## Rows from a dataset
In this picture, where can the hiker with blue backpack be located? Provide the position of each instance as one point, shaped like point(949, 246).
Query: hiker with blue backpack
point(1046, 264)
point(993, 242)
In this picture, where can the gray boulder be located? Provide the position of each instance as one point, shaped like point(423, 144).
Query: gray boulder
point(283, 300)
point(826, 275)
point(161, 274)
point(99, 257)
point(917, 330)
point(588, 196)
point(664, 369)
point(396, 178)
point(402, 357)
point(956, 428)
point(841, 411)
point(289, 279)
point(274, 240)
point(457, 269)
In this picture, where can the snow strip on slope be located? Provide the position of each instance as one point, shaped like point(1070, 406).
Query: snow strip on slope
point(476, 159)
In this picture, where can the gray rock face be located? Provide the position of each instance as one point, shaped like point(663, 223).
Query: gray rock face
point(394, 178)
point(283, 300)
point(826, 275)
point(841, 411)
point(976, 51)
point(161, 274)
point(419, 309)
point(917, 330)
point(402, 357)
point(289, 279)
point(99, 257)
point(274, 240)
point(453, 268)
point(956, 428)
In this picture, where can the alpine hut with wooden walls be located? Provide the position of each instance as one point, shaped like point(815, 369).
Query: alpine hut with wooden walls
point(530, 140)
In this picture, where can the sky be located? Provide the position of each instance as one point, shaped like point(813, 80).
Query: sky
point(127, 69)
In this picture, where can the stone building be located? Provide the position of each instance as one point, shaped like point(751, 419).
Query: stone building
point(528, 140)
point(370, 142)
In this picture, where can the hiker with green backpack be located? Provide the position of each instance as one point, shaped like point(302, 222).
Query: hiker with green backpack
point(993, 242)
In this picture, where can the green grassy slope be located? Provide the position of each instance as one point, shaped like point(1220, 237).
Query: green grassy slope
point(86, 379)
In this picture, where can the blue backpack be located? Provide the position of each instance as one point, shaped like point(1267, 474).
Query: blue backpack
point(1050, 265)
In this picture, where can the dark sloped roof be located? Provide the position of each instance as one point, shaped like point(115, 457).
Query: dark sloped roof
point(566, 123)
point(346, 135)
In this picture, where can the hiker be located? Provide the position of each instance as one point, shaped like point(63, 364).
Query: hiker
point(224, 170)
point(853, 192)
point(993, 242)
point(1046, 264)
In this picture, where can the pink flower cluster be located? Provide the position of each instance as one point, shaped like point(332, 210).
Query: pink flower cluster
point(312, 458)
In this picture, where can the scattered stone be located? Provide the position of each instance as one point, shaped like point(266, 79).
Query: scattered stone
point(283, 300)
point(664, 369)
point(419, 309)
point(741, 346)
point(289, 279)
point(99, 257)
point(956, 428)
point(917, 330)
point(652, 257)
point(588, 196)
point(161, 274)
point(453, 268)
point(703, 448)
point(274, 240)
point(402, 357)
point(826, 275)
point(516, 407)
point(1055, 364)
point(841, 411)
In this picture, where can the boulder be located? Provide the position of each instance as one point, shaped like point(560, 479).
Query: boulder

## Exercise
Please rewrite as a two-column CSV with the headers input and output, starting at the line that has "In this picture, where can the stone" and stopping after the one that has "point(370, 142)". Give one row for each text and its answer, with every field quoted and line breaks turned into spaces.

## Written reply
input,output
"In this picture, where can the stone building be located? Provide the position of each instance as one point, shaped like point(751, 419). Query: stone building","point(528, 140) point(370, 142)"